Rams extend RT Rob Havenstein:
Still wondering where the Rams find the cap space to sign these players. There’s going to be a year when all these cap charges come crashing down. Anyway, this deal is for 3 years and $34.5M. $24.1M is guaranteed, and $6M more can be earned through incentives. I really have nothing to complain about with this deal. Tackle prices have risen considerably, and Havenstein is one of the best RTs in the league. Based on his play, he’s likely to reach whatever the incentives are unless they’re tied to winning Super Bowls each of the next 3 years or something, so if we assume that he’ll be making $13.5M per year instead, that’s still fine! Taylor Moton of Carolina is making $17M/year, and I’d rather have Havenstein. This contract is both fair and a relative bargain, and I will grade it accordingly.
Grade: A

Bills extend TE Dawson Knox:
Another big payday for a pass catcher! Knox’s deal is for 4 years and $53.6M. More than $31M of it is guaranteed. On a personal note, I’m SUPER happy for Knox to get this contract after the devastating sudden death of his brother; he needs good things like this in his life right now. Now to get to grading the deal. I don’t think the contract represents great value for Buffalo as they’re paying an above-average but not transcendent tight end $13.4M per season, which currently ranks 6th in the league. However, I recently ranked Knox in the top 10 at his position, so the deal might be fair. Unless you’ve got someone like Gronk, Travis Kelce, or George Kittle though, paying big money to a TE doesn’t often work out. Still, I can’t hold that against the Bills given that they’re trying to pry open an extended Super Bowl window and want to win now.
Grade: B

September 2, 2022

Cardinals extend S Jalen Thompson:
I did not see this one coming. Thompson was the lone player selected in the 2019 Supplemental Draft (5th round) after being declared ineligible during his final season of college due to a banned substance in an over-the-counter supplement. He had a solid rookie season before a forgettable 2020 campaign, in which he suffered an ankle injury and played only 5 games. His 2021 season was a different story; Thompson broke out, setting career highs in INTs (3) and tackles (121). I personally would’ve preferred to see Thompson turn in a repeat performance in 2022 before committing to a 3 year/$40M deal. His contract expires after this season, but with Kyler Murray’s deal done, the Cardinals could have wielded the franchise tag (incidentally, the $12.91M tag number for safeties is actually lower than this contract’s $13.33M average). Furthermore, building a defense around two highly-paid safeties, a position that typically isn’t considered ultra valuable, isn’t necessarily ideal roster building. Regardless, Thompson is an ascending player, so this deal could look fair in a couple of years.

* Material provided:
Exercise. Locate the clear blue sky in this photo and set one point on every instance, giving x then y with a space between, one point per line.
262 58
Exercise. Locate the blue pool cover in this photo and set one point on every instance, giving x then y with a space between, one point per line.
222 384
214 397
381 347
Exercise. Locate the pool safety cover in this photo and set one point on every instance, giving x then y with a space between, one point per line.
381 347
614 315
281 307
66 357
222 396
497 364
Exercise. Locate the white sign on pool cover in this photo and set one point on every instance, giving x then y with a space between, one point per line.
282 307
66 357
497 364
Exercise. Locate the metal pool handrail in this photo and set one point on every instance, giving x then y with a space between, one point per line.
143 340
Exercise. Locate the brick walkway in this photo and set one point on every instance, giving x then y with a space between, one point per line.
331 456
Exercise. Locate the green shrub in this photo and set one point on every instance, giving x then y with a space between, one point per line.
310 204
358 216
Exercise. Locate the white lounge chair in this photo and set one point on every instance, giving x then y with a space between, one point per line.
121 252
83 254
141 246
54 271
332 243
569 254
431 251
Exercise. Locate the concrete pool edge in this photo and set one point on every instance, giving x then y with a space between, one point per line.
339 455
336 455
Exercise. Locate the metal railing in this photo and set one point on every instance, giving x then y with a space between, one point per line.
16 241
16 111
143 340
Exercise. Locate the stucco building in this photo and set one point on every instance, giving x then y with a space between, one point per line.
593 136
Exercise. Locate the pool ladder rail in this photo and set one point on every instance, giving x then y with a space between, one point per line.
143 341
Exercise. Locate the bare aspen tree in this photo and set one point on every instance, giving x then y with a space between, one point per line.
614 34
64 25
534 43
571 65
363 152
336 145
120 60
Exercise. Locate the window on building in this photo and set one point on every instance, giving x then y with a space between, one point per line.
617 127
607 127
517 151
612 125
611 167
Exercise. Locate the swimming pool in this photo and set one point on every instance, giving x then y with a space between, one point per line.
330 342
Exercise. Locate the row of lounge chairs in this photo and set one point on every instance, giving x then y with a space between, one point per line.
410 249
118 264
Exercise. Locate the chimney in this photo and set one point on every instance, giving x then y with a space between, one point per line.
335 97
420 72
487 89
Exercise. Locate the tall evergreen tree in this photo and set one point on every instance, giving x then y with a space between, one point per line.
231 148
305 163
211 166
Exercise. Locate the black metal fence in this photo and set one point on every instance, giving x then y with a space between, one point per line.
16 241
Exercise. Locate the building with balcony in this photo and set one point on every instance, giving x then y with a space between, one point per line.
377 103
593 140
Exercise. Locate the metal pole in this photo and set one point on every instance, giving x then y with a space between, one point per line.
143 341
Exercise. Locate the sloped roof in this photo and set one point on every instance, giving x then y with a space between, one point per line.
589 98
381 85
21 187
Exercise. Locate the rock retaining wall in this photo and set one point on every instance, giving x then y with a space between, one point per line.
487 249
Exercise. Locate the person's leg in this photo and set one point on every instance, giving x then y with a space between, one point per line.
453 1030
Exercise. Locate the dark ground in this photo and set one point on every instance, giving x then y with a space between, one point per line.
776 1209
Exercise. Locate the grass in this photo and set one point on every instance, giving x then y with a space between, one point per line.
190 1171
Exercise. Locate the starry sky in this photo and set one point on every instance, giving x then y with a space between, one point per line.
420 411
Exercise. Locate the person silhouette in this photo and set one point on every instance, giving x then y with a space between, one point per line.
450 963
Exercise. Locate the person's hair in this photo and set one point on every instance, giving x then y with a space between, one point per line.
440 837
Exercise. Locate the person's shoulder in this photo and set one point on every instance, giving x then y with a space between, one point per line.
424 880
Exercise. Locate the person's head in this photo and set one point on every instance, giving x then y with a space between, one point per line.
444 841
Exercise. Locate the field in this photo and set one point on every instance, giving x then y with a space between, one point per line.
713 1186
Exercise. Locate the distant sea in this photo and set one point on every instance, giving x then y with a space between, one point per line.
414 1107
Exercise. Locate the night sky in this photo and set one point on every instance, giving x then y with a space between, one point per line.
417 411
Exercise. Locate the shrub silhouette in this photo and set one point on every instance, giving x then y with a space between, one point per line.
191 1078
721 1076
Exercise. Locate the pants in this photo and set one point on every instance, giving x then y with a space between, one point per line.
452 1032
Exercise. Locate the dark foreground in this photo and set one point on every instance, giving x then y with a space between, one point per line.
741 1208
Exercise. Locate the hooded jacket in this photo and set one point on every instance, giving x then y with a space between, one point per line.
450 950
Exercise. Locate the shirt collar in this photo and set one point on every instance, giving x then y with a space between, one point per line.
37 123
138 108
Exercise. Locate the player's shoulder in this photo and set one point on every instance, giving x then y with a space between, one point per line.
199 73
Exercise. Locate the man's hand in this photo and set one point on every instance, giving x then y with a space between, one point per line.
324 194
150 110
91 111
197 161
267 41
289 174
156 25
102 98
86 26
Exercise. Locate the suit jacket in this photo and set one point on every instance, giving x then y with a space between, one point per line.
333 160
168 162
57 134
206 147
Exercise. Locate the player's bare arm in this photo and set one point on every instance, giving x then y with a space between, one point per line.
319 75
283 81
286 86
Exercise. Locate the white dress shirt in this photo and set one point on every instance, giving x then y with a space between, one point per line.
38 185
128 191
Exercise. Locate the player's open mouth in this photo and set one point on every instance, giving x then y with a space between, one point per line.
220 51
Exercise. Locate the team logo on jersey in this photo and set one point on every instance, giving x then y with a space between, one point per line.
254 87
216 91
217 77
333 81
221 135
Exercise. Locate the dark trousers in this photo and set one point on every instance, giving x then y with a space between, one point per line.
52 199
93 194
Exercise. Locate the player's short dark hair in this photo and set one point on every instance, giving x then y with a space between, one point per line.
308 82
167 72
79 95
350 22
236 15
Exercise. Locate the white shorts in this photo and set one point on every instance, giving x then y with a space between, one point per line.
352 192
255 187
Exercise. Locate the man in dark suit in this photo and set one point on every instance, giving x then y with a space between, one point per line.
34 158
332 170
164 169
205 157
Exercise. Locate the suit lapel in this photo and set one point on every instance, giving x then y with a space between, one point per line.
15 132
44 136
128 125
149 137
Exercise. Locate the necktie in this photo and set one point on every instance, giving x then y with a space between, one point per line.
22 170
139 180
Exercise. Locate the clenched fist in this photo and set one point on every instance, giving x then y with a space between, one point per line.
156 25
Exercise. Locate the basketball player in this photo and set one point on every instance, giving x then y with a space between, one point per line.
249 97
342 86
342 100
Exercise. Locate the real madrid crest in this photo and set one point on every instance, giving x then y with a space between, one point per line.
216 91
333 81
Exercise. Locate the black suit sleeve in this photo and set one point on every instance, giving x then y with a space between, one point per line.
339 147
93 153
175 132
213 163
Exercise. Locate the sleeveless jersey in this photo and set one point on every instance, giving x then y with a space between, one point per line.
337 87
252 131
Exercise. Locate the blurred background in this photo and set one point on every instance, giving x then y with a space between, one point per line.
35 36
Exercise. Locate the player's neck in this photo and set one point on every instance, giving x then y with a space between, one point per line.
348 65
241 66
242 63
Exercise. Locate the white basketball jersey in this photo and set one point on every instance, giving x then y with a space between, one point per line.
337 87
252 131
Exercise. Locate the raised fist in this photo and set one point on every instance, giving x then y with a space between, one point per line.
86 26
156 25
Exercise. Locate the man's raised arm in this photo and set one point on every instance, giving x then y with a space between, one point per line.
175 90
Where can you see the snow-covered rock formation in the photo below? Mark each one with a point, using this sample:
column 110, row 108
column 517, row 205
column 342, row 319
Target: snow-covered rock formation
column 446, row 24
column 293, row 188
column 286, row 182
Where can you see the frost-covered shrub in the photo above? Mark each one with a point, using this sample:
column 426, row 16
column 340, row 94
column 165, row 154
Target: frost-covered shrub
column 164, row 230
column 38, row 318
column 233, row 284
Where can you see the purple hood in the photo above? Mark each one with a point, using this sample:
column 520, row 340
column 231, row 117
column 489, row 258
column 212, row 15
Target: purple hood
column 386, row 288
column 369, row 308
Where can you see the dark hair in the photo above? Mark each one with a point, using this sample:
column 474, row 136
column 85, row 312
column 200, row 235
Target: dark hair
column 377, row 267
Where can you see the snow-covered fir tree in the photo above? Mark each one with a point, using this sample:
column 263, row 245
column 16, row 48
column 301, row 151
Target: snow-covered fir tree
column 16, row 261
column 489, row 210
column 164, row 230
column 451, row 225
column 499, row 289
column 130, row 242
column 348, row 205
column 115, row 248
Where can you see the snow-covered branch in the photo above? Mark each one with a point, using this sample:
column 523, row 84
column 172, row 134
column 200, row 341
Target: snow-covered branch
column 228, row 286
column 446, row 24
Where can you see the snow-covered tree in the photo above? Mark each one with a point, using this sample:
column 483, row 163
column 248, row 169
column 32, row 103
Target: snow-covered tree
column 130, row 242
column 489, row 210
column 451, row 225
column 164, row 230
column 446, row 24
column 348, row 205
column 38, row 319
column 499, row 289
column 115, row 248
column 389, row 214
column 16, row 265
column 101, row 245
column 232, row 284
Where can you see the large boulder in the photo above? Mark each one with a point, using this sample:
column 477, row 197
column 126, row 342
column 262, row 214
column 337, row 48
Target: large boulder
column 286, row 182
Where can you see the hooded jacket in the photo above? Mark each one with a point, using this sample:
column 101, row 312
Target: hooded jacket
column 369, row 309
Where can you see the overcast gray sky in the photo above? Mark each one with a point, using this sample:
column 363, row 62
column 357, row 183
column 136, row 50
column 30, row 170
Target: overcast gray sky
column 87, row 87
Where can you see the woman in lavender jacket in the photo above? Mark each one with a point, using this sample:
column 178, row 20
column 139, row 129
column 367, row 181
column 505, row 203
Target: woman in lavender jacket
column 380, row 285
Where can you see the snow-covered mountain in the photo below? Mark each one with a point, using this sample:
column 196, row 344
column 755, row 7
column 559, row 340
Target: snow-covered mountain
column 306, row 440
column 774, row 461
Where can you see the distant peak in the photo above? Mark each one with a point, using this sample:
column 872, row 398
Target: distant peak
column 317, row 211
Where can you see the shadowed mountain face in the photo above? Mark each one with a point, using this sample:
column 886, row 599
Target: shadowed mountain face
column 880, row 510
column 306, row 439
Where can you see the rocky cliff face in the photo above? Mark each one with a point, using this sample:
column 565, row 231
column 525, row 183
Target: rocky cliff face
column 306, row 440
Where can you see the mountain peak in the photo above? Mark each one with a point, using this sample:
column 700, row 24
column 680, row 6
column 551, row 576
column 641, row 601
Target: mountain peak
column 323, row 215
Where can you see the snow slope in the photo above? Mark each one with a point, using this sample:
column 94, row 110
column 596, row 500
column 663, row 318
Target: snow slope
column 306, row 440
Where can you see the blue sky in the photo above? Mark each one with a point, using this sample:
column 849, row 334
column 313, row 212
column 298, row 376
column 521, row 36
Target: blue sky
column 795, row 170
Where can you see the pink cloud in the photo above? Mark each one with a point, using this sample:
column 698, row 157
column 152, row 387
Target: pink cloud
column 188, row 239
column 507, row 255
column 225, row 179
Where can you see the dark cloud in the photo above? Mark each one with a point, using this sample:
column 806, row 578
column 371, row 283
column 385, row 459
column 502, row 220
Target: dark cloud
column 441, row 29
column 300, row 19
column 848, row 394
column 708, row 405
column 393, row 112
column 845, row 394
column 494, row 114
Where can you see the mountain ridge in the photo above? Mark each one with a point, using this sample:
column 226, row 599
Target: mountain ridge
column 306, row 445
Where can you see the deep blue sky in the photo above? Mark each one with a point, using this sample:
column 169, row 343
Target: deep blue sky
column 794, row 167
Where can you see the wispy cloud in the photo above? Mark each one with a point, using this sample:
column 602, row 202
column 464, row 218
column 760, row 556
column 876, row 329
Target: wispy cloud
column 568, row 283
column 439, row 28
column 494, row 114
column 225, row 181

* Exercise task:
Quote the passage of the contract grades word for word, starting with "Rams extend RT" and ending after "grade it accordingly.".

* Task answer:
Rams extend RT Rob Havenstein:
Still wondering where the Rams find the cap space to sign these players. There’s going to be a year when all these cap charges come crashing down. Anyway, this deal is for 3 years and $34.5M. $24.1M is guaranteed, and $6M more can be earned through incentives. I really have nothing to complain about with this deal. Tackle prices have risen considerably, and Havenstein is one of the best RTs in the league. Based on his play, he’s likely to reach whatever the incentives are unless they’re tied to winning Super Bowls each of the next 3 years or something, so if we assume that he’ll be making $13.5M per year instead, that’s still fine! Taylor Moton of Carolina is making $17M/year, and I’d rather have Havenstein. This contract is both fair and a relative bargain, and I will grade it accordingly.